### SOURCE INFORMATION
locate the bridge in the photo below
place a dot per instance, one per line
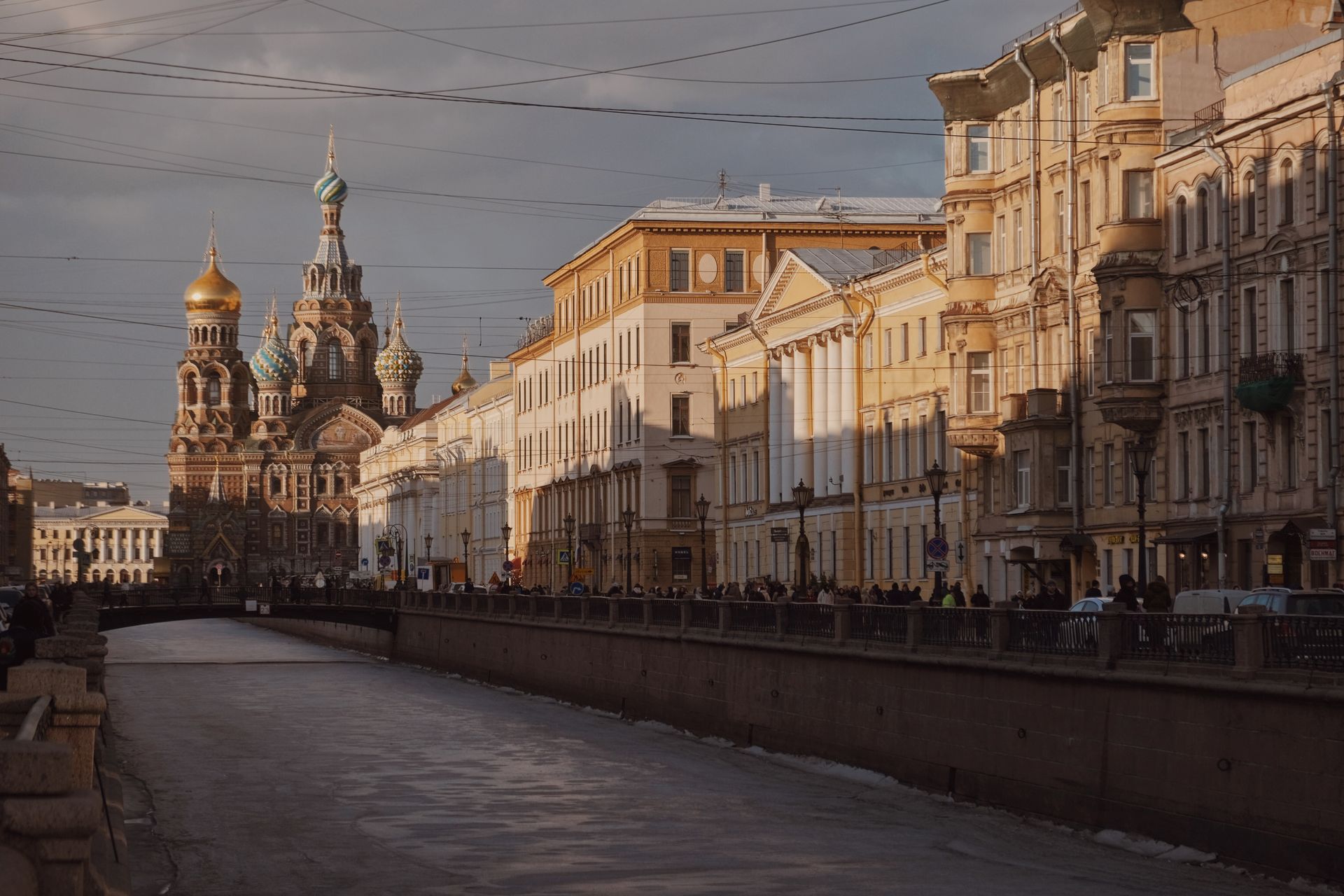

* * *

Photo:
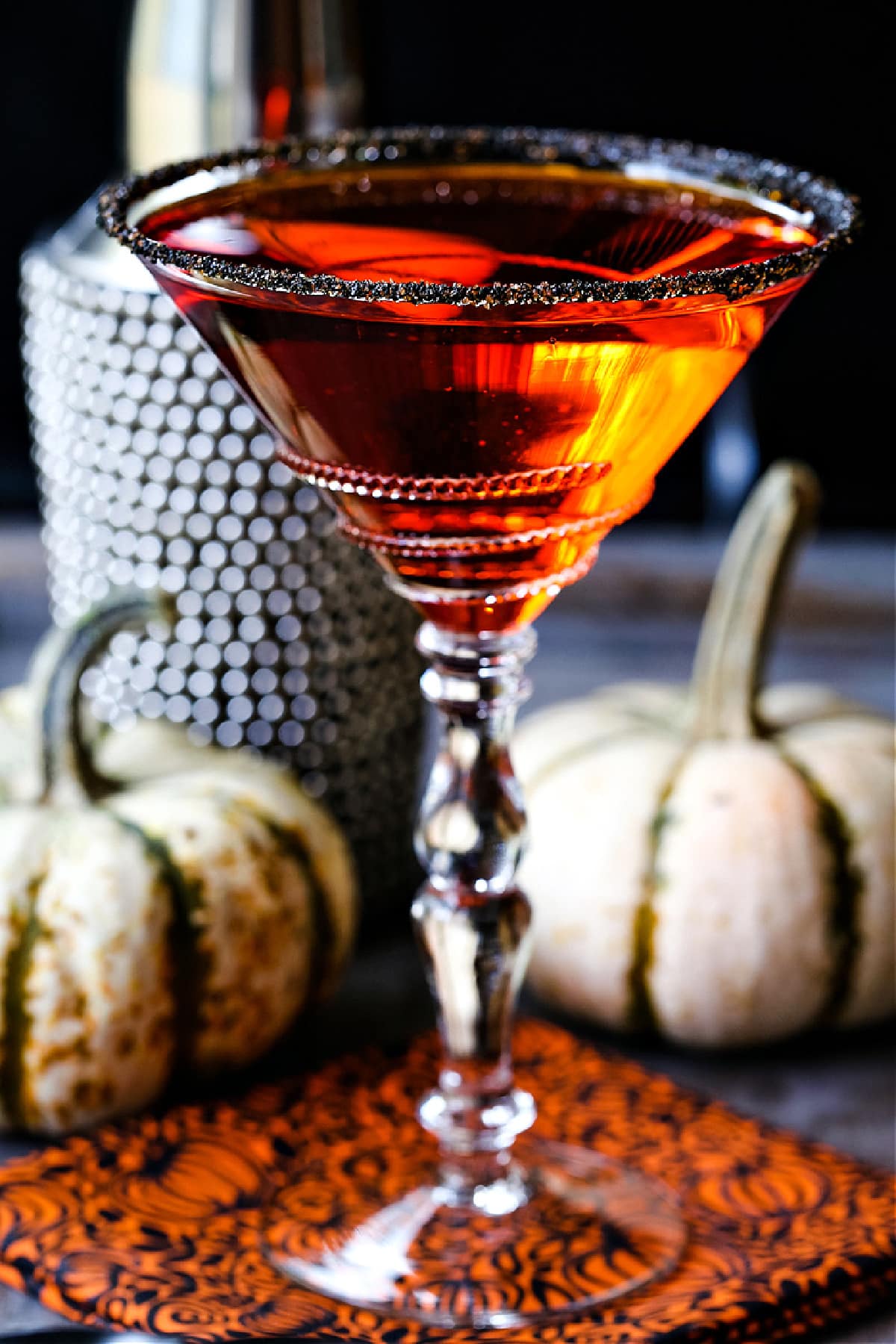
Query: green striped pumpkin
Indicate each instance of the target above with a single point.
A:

---

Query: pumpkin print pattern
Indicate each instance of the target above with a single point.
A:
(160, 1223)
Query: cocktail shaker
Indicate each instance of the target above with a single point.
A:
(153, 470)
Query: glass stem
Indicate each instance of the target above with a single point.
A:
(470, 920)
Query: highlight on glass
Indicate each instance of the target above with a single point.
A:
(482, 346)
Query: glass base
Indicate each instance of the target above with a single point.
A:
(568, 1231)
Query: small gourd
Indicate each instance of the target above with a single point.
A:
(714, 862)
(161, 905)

### WHAT THIS TASK INVOLVES
Take the lines above from the one containing "locate the bridge in the photo below" to the one containing "place a dot per instance, one per line" and retype them exactly, both ends included, with nothing added.

### ANSWER BOX
locate the bridge in the photo below
place a dot per instance, one per line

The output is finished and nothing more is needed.